━━━━━ Matériel fourni

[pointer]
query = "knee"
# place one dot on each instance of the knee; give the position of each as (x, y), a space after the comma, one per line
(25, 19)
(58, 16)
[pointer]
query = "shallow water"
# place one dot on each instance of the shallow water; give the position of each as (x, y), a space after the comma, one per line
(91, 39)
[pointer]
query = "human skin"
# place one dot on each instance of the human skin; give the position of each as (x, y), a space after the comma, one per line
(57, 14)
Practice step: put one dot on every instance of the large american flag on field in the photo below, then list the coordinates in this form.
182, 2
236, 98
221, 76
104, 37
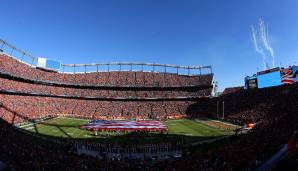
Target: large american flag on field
287, 76
125, 125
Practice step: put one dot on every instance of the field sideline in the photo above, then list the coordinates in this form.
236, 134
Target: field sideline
192, 130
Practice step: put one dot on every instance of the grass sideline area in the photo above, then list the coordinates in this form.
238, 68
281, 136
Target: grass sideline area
186, 129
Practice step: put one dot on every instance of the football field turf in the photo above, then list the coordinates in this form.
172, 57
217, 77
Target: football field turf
191, 130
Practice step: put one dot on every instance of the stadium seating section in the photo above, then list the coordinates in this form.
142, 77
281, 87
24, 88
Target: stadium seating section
274, 110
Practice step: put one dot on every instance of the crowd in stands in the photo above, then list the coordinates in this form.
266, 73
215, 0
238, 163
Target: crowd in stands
42, 98
116, 78
273, 110
242, 152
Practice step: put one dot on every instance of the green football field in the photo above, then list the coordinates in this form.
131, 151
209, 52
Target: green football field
189, 130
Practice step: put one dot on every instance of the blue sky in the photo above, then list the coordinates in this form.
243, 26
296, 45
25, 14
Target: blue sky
185, 32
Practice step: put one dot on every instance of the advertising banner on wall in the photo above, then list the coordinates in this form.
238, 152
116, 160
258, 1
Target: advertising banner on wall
289, 75
269, 79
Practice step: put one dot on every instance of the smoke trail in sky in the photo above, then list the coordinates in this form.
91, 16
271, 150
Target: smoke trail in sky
261, 42
265, 40
257, 48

━━━━━━━━━━

Recopiez toutes les lignes ci-dessus en remplaçant « sideline » par « touchline » sans rien modifier d'autre. N'incluez pas les images dans votre réponse.

→ Résultat final:
[pointer]
query = "knee"
# place one dot on each instance of the knee; give the position of each as (x, y), a space after the comma, one per line
(25, 19)
(58, 16)
[pointer]
query = "shallow water"
# place one dot on each instance of the shallow water; give the position of each as (x, y), a space after the comma, one per line
(91, 39)
[pointer]
query = "human skin"
# place one dot on each instance of the human skin; give the position of each as (x, y), a space after the comma, one per line
(57, 14)
Practice step: put one dot on every instance of the large american flag on field in the photo below, then list the coordinates in this form.
182, 2
236, 98
221, 76
104, 37
Target: large american flag on field
287, 76
125, 125
Practice step: put one dot on every instance of the field touchline in the photo above, then list the coordinates in this form.
236, 134
Target: field touchline
192, 130
Practice step: put one dot on every instance of the grass touchline area in the photo above, then list the coordinates in this form.
238, 68
281, 136
Target: grass touchline area
186, 129
Practice step: put one dot on every instance of the football field turf in the photo above, then list the coordinates in this form.
172, 57
217, 77
Target: football field turf
191, 130
Practice step: put one dot on every instance of the stadium seating section in the photo above, then list the coordinates in this form.
142, 77
281, 87
24, 88
Target: stadium seating section
274, 110
Practice step: put one dot on every instance of the crowd in stands in the photo above, then list the coordinates in this form.
266, 73
215, 0
238, 163
Target: crowd in stands
42, 98
116, 78
273, 110
242, 152
Practice step: put one dot on every instance of the green football field in the photo above, then list the coordinates in this form.
131, 151
209, 52
Target: green football field
189, 130
Practice step: put one dot on every instance of the blue sky in the photo above, then list the coordinates in this form.
243, 26
296, 45
25, 14
Target: blue sky
185, 32
Practice step: put one dot on every instance of the advertising banner on wall in the photo above, then list the coordinates in this form.
238, 152
116, 160
258, 1
Target: advertising banner on wall
289, 75
269, 79
Practice step: put one dot on every instance of the smoke trail in sky in the photo above, then list the coordinates in this form.
91, 16
271, 150
Target: smoke trail in sky
261, 42
265, 40
257, 48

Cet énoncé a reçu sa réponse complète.